**TEXT BLOCK**.
Precision Launch Pads?
 

After our flight on Saturday , I am very interested in building a launch pad that allows for more accurate targeting than our basic Estes one. I have an old german equatorial mount, to which I am thinking about attaching a platform. The idea is that I could adjust the tripod to level the pad, and then set the launch angle and direction using the mount.

What I'd really like to be able to do is to enter the current environmental conditions into an application and then use the calculated rod deflection and direction in order to return the rocket close to the launch pad. Heck, if I could make it land back on the rod, then I would!

My question is this: has this type of project been done before? I don't see a similar thread having been posted previously, which leads me to suspect if such a thread exists, that it has been archived. Either that, or the idea itself is folly. What do you all think? Thanks for your feedback!

Were it not for the atmosphere, it would be a fun project. What I mean by that is that winds aloft and wind shear wreak havoc with flight profiles, and therefore have a lot of "say" on where a rocket lands. It might be a fun science fair project in NASA's VAB, since you do not have the wind influence (when the doors are closed) that you have at a more typical launch.

More often than not, when I have left the launch rod toward dead-center, it's a better flight. For me, things sometimes have gone awry when I begin tilting the rod.

Greg

Many times, the wind at ground level and just above the tree line are a bit different. Causing a rocket to either veer off course (most notably the sci-fi Viper) or the chute to carry it several blocks more than planned...

Thanks for the comments. I realize that the wind at higher altitudes is going to be different than that at the launch site. It also occurs to me that wind is three dimensional: it won't exert a purely orthogonal force to the flight of the rocket.

However, I was thinking that I could project where I thought the rocket would land, and then use a GPS to mark the actual landing site. The difference between the two would be a combination of two factors: environmental effects, and then imperfections in the build of the rocket itself. I was playfully thinking of the latter quantity as "rocket fudge."

Over consecutive launches on the same day, environmental effects might be consistent enough to include as rough estimates. I'm not expecting to predict the exact spot in which the rocket will land, although I do think it would be cool to have a contest to accurately predict the landing site. If I could bring the rockets down within 50 yards of the launch site, then I think that would be a success.

I'll update this thread with my progress. It could still be a fool's errand, but at the moment it's very intriguing for me! :cool:

Please post the results. My guess is that the lower the impulse, the tighter the CEP will be.

**DATA SECTION**.
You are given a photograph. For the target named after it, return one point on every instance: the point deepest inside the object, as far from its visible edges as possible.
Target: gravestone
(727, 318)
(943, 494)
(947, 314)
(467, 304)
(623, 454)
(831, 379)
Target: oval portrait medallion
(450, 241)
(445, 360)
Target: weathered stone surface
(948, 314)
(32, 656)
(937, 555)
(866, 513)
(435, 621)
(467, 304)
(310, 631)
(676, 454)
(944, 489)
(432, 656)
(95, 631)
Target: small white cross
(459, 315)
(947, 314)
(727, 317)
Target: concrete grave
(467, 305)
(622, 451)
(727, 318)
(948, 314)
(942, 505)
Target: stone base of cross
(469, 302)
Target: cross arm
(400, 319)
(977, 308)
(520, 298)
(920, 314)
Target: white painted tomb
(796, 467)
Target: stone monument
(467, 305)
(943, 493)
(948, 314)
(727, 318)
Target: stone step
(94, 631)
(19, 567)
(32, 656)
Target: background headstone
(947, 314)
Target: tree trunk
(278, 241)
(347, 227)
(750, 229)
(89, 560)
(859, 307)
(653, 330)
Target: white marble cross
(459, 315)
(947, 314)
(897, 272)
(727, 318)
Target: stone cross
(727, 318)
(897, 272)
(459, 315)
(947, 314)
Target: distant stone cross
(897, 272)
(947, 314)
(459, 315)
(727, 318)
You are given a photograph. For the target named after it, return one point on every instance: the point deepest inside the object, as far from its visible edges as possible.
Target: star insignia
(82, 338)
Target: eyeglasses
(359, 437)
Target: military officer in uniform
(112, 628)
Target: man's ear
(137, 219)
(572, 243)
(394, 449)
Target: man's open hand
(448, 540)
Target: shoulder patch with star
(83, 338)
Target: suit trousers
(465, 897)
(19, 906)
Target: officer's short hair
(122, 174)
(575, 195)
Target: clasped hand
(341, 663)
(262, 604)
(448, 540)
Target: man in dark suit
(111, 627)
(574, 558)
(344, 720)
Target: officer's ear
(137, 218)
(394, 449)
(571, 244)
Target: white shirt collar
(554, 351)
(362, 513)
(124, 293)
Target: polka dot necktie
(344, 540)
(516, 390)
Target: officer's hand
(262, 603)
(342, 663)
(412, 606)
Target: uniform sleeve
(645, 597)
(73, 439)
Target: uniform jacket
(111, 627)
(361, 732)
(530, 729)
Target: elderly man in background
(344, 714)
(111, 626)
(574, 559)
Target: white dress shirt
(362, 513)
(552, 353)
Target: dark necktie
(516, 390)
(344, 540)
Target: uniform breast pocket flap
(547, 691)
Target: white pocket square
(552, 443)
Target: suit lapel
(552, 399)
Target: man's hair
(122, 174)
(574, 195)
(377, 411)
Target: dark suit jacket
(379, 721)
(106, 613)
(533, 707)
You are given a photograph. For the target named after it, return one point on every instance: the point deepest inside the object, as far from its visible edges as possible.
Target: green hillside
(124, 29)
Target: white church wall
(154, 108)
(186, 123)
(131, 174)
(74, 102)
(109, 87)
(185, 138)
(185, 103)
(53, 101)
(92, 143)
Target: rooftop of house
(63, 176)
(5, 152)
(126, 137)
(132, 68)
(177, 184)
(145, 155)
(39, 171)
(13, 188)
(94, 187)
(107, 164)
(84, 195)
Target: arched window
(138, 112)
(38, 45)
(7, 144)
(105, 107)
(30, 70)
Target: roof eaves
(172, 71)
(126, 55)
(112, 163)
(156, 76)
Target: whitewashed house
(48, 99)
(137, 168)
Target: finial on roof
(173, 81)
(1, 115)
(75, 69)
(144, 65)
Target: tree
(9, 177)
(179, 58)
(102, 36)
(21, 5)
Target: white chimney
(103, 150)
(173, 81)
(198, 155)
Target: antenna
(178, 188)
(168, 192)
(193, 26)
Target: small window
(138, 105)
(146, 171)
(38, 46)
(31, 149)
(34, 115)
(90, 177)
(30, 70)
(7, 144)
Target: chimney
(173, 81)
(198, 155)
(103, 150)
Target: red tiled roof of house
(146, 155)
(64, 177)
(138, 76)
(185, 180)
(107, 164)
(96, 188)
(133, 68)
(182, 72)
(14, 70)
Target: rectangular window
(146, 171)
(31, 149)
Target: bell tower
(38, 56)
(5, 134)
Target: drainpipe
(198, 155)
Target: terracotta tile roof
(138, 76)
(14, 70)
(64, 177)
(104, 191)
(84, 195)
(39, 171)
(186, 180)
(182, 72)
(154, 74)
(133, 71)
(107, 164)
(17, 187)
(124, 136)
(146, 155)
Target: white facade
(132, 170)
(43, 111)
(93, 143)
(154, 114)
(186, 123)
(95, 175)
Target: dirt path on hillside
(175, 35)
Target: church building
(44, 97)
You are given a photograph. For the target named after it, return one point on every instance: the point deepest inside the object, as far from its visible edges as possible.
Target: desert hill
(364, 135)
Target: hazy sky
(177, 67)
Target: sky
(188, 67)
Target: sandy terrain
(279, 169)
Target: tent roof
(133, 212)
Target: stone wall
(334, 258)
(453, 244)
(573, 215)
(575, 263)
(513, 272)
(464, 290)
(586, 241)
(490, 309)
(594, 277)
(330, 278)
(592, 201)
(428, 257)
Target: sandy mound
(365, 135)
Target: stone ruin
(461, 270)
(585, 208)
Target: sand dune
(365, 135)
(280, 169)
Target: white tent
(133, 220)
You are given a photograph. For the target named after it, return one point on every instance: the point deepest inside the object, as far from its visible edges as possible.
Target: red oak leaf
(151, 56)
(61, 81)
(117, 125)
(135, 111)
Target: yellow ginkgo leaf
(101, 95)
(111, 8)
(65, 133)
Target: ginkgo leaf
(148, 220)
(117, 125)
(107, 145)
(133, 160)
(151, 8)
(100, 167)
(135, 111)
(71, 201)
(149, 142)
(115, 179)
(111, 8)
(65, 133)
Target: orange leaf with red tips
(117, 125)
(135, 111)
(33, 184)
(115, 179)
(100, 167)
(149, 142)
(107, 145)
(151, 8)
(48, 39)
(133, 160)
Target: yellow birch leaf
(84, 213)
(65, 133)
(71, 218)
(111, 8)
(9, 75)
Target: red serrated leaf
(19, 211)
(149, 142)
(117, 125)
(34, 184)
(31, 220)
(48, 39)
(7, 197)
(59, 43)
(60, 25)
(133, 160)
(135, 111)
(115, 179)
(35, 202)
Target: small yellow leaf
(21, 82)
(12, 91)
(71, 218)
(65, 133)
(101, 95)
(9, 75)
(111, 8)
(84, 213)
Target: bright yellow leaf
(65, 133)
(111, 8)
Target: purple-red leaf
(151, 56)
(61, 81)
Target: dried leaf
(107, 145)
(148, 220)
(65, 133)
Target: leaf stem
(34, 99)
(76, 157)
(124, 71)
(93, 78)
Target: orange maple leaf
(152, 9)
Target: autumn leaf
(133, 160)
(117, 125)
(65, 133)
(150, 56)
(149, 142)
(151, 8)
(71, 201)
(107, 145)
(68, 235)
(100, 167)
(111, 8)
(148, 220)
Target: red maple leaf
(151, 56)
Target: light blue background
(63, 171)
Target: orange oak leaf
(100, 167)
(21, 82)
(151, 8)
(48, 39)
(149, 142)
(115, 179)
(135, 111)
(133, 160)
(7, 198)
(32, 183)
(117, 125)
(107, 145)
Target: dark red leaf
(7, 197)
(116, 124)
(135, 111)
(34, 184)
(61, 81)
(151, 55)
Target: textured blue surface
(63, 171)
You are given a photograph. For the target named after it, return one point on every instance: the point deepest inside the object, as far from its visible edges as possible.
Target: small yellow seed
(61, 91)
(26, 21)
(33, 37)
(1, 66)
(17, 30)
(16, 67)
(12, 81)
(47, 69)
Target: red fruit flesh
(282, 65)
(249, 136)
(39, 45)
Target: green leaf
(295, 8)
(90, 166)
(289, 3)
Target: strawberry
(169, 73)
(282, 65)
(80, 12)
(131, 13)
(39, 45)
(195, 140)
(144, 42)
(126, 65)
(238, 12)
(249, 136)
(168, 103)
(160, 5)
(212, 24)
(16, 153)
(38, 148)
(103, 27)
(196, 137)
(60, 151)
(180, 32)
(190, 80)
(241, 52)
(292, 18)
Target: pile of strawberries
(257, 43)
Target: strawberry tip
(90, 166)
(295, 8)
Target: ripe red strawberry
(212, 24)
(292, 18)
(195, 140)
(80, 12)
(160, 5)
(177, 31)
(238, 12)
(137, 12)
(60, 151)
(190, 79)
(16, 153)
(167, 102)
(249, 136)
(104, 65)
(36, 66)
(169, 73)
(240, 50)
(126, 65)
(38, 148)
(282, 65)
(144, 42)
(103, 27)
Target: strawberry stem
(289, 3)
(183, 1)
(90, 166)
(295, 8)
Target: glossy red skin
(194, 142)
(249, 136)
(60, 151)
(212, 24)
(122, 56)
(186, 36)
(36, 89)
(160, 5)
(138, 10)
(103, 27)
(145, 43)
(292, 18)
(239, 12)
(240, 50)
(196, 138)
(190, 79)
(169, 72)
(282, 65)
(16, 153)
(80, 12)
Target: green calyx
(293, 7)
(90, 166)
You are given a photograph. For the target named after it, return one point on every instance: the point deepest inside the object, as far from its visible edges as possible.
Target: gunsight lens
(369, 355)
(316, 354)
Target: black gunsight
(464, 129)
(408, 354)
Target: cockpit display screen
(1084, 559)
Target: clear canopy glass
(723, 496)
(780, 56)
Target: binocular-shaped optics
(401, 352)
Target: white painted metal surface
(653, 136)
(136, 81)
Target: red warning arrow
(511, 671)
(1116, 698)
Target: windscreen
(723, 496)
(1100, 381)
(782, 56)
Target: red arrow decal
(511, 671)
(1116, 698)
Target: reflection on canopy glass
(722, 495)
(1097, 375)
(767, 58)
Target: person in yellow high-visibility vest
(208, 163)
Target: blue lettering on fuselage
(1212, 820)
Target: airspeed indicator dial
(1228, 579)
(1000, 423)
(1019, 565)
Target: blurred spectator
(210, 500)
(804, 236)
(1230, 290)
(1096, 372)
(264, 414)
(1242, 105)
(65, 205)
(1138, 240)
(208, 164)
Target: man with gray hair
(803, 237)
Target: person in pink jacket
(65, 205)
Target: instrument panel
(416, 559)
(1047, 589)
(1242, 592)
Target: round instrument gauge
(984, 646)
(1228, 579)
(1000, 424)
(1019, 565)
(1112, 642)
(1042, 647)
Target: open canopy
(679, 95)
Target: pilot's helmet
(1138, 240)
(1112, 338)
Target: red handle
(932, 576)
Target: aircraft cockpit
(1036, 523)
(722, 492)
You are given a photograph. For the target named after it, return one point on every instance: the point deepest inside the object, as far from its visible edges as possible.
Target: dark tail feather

**GOALS**.
1. Translate this sentence from the launch pad thread into Spanish: "For me, things sometimes have gone awry when I begin tilting the rod."
2. Transcribe the launch pad thread between "Were it not" and "more than planned...", inclusive.
Rely solely on the forum thread about precision launch pads, not on the material.

**SOLUTIONS TO EACH TASK**.
1. En mi caso, a veces las cosas han salido mal cuando empiezo a inclinar la varilla.

2.
Were it not for the atmosphere, it would be a fun project. What I mean by that is that winds aloft and wind shear wreak havoc with flight profiles, and therefore have a lot of "say" on where a rocket lands. It might be a fun science fair project in NASA's VAB, since you do not have the wind influence (when the doors are closed) that you have at a more typical launch.

More often than not, when I have left the launch rod toward dead-center, it's a better flight. For me, things sometimes have gone awry when I begin tilting the rod.

Greg

Many times, the wind at ground level and just above the tree line are a bit different. Causing a rocket to either veer off course (most notably the sci-fi Viper) or the chute to carry it several blocks more than planned...